* _REQUIRED TASK_
Reproduce the data below with each "Locate" switched to "Find" and nothing else altered.

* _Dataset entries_
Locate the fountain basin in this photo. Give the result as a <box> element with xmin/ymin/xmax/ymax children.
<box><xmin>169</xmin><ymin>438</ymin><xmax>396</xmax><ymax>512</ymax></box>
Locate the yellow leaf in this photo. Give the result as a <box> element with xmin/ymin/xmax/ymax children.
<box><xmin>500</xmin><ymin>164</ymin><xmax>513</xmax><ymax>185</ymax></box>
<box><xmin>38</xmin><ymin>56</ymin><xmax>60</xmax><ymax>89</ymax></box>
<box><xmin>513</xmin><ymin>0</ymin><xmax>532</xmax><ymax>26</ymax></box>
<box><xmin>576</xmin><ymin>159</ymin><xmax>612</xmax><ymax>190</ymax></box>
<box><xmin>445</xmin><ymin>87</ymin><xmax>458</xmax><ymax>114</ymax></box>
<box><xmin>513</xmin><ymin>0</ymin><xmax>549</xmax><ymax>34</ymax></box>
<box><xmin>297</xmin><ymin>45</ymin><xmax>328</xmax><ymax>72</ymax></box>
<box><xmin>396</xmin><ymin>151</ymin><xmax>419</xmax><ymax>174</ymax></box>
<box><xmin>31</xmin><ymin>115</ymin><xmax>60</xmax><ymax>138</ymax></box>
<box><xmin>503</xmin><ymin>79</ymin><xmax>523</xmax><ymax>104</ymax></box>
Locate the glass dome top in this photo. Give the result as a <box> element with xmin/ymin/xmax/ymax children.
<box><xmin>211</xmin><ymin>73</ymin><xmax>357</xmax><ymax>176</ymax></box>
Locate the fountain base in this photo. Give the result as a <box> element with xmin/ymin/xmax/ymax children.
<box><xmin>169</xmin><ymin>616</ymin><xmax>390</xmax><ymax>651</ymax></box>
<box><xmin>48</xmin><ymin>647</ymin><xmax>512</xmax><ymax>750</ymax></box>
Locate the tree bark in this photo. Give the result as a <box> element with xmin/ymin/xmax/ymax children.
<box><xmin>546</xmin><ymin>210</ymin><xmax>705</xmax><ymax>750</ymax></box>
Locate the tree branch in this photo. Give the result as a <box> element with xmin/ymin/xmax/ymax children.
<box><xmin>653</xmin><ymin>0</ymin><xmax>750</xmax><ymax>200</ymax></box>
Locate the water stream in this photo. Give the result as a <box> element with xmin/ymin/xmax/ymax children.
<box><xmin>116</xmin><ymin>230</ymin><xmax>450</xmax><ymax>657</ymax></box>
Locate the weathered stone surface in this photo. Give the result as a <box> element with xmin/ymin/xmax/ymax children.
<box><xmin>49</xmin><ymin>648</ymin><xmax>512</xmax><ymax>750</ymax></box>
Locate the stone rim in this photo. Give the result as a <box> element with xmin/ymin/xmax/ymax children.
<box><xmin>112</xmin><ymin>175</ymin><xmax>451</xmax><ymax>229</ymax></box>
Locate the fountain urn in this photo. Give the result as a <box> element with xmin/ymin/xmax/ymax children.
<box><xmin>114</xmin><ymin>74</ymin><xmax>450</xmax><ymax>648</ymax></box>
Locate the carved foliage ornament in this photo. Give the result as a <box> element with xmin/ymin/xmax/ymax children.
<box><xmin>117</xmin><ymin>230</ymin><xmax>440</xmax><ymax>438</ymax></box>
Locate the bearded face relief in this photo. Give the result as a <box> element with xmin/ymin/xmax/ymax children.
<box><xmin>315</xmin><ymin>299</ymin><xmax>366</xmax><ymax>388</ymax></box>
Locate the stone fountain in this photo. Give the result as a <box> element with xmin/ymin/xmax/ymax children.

* _SOLUTION FOR THIS TASK_
Find the fountain basin in this photo. Give the result as a <box> element with xmin/ymin/xmax/ymax children.
<box><xmin>169</xmin><ymin>438</ymin><xmax>396</xmax><ymax>512</ymax></box>
Find the yellow leaf in this photo. Give the result as a <box> element with xmin/ymin/xmax/ymax children.
<box><xmin>500</xmin><ymin>164</ymin><xmax>513</xmax><ymax>185</ymax></box>
<box><xmin>38</xmin><ymin>56</ymin><xmax>60</xmax><ymax>89</ymax></box>
<box><xmin>513</xmin><ymin>0</ymin><xmax>532</xmax><ymax>26</ymax></box>
<box><xmin>576</xmin><ymin>159</ymin><xmax>612</xmax><ymax>190</ymax></box>
<box><xmin>445</xmin><ymin>87</ymin><xmax>458</xmax><ymax>114</ymax></box>
<box><xmin>513</xmin><ymin>0</ymin><xmax>549</xmax><ymax>34</ymax></box>
<box><xmin>297</xmin><ymin>45</ymin><xmax>328</xmax><ymax>72</ymax></box>
<box><xmin>396</xmin><ymin>151</ymin><xmax>419</xmax><ymax>174</ymax></box>
<box><xmin>31</xmin><ymin>115</ymin><xmax>60</xmax><ymax>138</ymax></box>
<box><xmin>503</xmin><ymin>79</ymin><xmax>523</xmax><ymax>104</ymax></box>
Find the glass dome top in this photo. Give the result as a <box> element with xmin/ymin/xmax/ymax children.
<box><xmin>211</xmin><ymin>73</ymin><xmax>357</xmax><ymax>176</ymax></box>
Find the fountain base in this photo. Give the result as a <box> element with xmin/ymin/xmax/ymax children.
<box><xmin>169</xmin><ymin>616</ymin><xmax>390</xmax><ymax>651</ymax></box>
<box><xmin>48</xmin><ymin>647</ymin><xmax>512</xmax><ymax>750</ymax></box>
Find the tree bark in this photo. Give the result as a <box> element with xmin/ymin/xmax/ymax children.
<box><xmin>546</xmin><ymin>210</ymin><xmax>705</xmax><ymax>750</ymax></box>
Find the tree branch in this photo. Give the result as a <box> element with xmin/ymin/xmax/ymax children.
<box><xmin>653</xmin><ymin>0</ymin><xmax>750</xmax><ymax>200</ymax></box>
Find the water stream in this photo. Give the result as a <box> element with xmin/ymin/xmax/ymax children.
<box><xmin>116</xmin><ymin>230</ymin><xmax>450</xmax><ymax>657</ymax></box>
Find the weathered stone surface in this photo. Give the result as a <box> element with xmin/ymin/xmax/ymax children.
<box><xmin>49</xmin><ymin>648</ymin><xmax>512</xmax><ymax>750</ymax></box>
Find the stone rim in this photo. Give the result as a <box> element with xmin/ymin/xmax/ymax children.
<box><xmin>112</xmin><ymin>175</ymin><xmax>451</xmax><ymax>229</ymax></box>
Find the fountain urn in this photo. Give the result as a <box> element with xmin/ymin/xmax/ymax children.
<box><xmin>114</xmin><ymin>74</ymin><xmax>450</xmax><ymax>648</ymax></box>
Find the carved foliage ornament in this photo. Give the result as a <box> element with xmin/ymin/xmax/ymax children.
<box><xmin>117</xmin><ymin>230</ymin><xmax>440</xmax><ymax>438</ymax></box>
Find the bearded face relief in this photo. Give the result as a <box> element with xmin/ymin/xmax/ymax children.
<box><xmin>315</xmin><ymin>299</ymin><xmax>366</xmax><ymax>388</ymax></box>
Find the stone fountain in this photo. Give the result as a <box> element with xmin/ymin/xmax/ymax children.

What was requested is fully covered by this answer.